[START TEXT EXCERPT]

Education companies that hold student data could start displaying the MyData button in their programs in a matter of weeks, though the timeline is up to the participants, says an official at the U.S. Education Department familiar with the effort. This summer the button will also let students download their federal financial-aid data in a machine-readable format, which software applications can digest easily.
Some education-technology entrepreneurs haven't waited for the MyData program to try to unlock some university data. Four years ago, Ben Greenberg and Rui Xia created a textbook-price-comparison tool called TextYard while they were students at Indiana University at Bloomington. TextYard "scraped" book information from college stores' Web sites, essentially running a software robot that plucked information from publicly available listings.
Others have used scrapers to build applications for course scheduling and degree planning. TextYard, Mr. Greenberg acknowledges, operated in a legal gray area, since the developers of some scrapers have been accused of violating Internet-trespassing laws.
Mr. Greenberg helped build the site, he says, because the formal process for obtaining the lists of textbooks assigned to specific courses was cumbersome, requiring him to file slow-motion requests for public records. In February, before leaving TextYard behind to move on to other projects, the pair posted the tool's source code online, allowing other developers to take it and build their own versions. Mr. Greenberg included a legal defense of TextYard's scraping tactics for would-be copycats.
He believes that most colleges have been too slow to adopt open data as a means of helping students, and that developers will continue to work around the system until vendors and administrators embrace open data.
"Whenever it's a level playing field—which is what open data does—the more innovative, efficient side will always win," Mr. Greenberg says.
Scrapers are popular tools for extracting information from college Web sites, but they're fragile; they can slow down loading times for other visitors if they are programmed badly. And when colleges redesign their sites, many scrapers stop working.
Realizing that students are already digging for data on their sites, some institutions are creating their own platforms to satisfy the demand.
This year Harvard University welcomed a contractor who joined its information-technology staff in an effort to create live data feeds from things like course catalogs, for use in computer-science programming projects. The team calls its work "data wrangling"—a not-so-subtle hint at the difficulty of coaxing entrenched software systems into providing data that easily plug into applications.
In the past, says Katie L. Vale, director of academic technology at Harvard's Faculty of Arts and Sciences, computer-science courses had to use "dummy" data feeds, which only mimicked real information.
"The data was coming from really old, crusty systems, and it was not in a state that would make it easy for us to get a data feed that the students could use" for their programming projects, she says.
A long-term goal of Harvard's effort is to give students a Web portal where they can access data on courses, shuttle schedules, and dining-hall menus, among other things, says Ian T. Wall, the university's associate director of enterprise data and business-intelligence services. Students have even asked him about creating real-time data for campus laundry facilities so they can tell when washing machines are empty.
At the University of Waterloo, in Canada, an open-data platform is part of a larger regional effort to increase transparency in government. Some departments were hesitant to play along at first, says Giles D. Malet, a software-integration specialist at the university.

[END TEXT EXCERPT]

Rewrite the open-data article text between "In the past, says" and "machines are empty.", inclusive, replacing "dining-hall menus" with "library hours".

[START DATASET EXTRACT]

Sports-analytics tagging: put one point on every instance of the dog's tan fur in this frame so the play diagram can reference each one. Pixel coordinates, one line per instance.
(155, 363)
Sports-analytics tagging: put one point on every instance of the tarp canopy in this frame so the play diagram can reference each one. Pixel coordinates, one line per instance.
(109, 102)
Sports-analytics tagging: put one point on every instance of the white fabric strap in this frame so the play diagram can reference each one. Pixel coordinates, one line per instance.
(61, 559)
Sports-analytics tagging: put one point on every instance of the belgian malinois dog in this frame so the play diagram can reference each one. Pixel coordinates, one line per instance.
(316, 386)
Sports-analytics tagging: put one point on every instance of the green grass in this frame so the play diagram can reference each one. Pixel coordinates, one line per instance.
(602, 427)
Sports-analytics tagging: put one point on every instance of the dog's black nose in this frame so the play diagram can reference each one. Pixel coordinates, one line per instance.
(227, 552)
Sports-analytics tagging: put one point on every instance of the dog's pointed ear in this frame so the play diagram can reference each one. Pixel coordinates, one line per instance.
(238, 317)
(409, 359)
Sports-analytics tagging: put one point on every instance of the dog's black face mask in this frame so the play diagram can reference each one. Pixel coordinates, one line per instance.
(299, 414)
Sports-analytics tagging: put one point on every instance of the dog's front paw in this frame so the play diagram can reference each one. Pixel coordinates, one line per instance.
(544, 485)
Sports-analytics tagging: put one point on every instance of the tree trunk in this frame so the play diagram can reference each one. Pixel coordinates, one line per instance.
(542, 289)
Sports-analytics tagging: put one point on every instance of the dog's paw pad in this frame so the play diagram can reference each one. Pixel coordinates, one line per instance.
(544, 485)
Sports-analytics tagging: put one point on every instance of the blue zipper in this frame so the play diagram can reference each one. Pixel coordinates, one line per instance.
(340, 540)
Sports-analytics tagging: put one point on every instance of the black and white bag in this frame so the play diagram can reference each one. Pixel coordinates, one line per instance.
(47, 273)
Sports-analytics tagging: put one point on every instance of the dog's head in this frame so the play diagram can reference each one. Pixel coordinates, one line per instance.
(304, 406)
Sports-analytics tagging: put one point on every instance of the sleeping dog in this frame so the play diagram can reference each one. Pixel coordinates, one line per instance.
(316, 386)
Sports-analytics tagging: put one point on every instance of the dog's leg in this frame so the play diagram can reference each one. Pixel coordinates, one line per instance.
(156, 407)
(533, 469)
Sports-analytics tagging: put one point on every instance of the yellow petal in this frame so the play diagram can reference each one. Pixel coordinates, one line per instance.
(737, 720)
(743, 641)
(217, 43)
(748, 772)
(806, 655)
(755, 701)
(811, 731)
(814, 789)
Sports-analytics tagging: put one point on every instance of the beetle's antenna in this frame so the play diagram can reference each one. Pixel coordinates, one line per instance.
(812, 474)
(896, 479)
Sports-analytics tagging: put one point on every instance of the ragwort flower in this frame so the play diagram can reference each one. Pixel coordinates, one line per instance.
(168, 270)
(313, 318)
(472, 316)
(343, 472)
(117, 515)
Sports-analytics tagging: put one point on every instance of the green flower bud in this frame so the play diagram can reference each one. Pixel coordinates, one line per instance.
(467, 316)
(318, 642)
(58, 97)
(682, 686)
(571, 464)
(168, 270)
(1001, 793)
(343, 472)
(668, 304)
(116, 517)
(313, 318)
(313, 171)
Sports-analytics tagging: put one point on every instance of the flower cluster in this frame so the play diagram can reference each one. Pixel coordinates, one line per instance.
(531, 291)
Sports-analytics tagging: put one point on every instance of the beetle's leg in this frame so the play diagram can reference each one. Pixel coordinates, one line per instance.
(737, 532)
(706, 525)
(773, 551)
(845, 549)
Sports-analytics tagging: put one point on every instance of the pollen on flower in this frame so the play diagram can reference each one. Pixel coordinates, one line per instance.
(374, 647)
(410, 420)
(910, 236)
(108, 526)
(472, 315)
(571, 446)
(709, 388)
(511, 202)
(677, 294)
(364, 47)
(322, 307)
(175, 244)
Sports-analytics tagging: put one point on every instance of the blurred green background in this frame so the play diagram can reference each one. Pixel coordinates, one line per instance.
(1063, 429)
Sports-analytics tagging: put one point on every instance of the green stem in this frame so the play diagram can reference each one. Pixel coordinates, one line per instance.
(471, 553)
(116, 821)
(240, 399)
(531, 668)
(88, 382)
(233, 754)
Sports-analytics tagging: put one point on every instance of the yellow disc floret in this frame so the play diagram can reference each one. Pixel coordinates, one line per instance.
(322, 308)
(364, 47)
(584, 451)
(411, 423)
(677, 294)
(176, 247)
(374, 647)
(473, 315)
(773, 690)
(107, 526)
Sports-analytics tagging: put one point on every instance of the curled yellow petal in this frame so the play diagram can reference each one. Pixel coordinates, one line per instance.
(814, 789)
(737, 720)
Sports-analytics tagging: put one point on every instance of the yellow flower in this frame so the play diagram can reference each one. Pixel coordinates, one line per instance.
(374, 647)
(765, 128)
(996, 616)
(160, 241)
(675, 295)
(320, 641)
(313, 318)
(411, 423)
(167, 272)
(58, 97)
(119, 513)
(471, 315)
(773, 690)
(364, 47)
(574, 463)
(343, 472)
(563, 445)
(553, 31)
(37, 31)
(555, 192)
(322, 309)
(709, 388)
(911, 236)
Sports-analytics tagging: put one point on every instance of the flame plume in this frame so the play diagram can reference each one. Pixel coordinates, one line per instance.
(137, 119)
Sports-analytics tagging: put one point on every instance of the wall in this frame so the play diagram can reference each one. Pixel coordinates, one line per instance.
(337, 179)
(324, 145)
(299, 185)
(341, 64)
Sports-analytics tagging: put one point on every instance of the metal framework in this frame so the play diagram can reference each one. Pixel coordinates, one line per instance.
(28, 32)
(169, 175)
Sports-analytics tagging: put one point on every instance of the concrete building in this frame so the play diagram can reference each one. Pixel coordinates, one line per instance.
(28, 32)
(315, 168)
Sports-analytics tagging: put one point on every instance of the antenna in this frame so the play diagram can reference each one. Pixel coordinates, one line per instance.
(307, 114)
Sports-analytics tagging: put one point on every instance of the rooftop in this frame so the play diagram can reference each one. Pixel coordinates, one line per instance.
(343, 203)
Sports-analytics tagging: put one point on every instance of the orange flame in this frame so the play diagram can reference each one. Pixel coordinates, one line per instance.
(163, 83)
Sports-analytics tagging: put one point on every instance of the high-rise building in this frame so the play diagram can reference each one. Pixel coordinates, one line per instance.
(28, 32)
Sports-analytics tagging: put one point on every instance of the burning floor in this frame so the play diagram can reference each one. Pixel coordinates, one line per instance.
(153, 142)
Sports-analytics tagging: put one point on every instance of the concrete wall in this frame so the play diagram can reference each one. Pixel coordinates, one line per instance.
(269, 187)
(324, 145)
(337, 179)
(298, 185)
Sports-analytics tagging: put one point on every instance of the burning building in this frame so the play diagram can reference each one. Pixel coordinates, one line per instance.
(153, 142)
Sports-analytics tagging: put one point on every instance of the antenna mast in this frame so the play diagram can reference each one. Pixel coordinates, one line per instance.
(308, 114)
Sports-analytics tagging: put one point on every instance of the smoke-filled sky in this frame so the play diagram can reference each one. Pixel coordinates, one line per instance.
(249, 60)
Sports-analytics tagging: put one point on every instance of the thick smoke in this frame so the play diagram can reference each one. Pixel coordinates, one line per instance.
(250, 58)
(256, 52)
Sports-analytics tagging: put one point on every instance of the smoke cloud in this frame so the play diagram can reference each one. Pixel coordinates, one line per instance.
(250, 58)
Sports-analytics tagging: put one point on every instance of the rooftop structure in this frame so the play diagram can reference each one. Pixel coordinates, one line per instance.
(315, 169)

[END DATASET EXTRACT]

# SOLUTION BELOW
In the past, says Katie L. Vale, director of academic technology at Harvard's Faculty of Arts and Sciences, computer-science courses had to use "dummy" data feeds, which only mimicked real information.
"The data was coming from really old, crusty systems, and it was not in a state that would make it easy for us to get a data feed that the students could use" for their programming projects, she says.
A long-term goal of Harvard's effort is to give students a Web portal where they can access data on courses, shuttle schedules, and library hours, among other things, says Ian T. Wall, the university's associate director of enterprise data and business-intelligence services. Students have even asked him about creating real-time data for campus laundry facilities so they can tell when washing machines are empty.